Page excerpt:
/---
Studio album by Gloryhammer
- Released: 31 May 2019
- Genre: Power metal
- Length: 49:30
- Label: Napalm
- Producer: Lasse Lammert

Gloryhammer chronology
| Space 1992: Rise of the Chaos Wizards (2015) | Legends from Beyond the Galactic Terrorvortex (2019) | Return to the Kingdom of Fife (2023) |

Singles from Legends from Beyond the Galactic Terrorvortex
- "Gloryhammer" Released: 12 April 2019; "The Siege of Dunkeld (In Hoots We Trust)" Released: 10 May 2019;

= Legends from Beyond the Galactic Terrorvortex =

2019 album by Gloryhammer

Legends from Beyond the Galactic Terrorvortex is the third studio album by the British power metal band Gloryhammer. It was released on 31 May 2019. It is the final album to feature vocalist Thomas Winkler.
\---
Exercise brief: Please quote the Gloryhammer album page, starting with "2019 album by" and going on through "vocalist Thomas Winkler.". The items after this point come from a separate source.

Dataset rows:
/---
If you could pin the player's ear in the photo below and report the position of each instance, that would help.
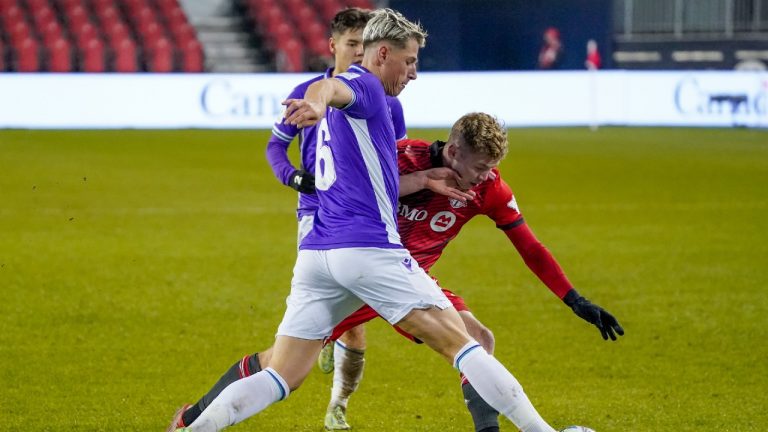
(383, 52)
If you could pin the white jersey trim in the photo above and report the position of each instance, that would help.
(375, 174)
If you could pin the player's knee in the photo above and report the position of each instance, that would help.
(485, 338)
(354, 338)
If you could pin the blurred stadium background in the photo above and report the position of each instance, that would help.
(136, 264)
(288, 35)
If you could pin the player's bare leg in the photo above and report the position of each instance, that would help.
(290, 363)
(349, 362)
(484, 416)
(444, 332)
\---
Response for this exercise:
2019 album by Gloryhammer

Legends from Beyond the Galactic Terrorvortex is the third studio album by the British power metal band Gloryhammer. It was released on 31 May 2019. It is the final album to feature vocalist Thomas Winkler.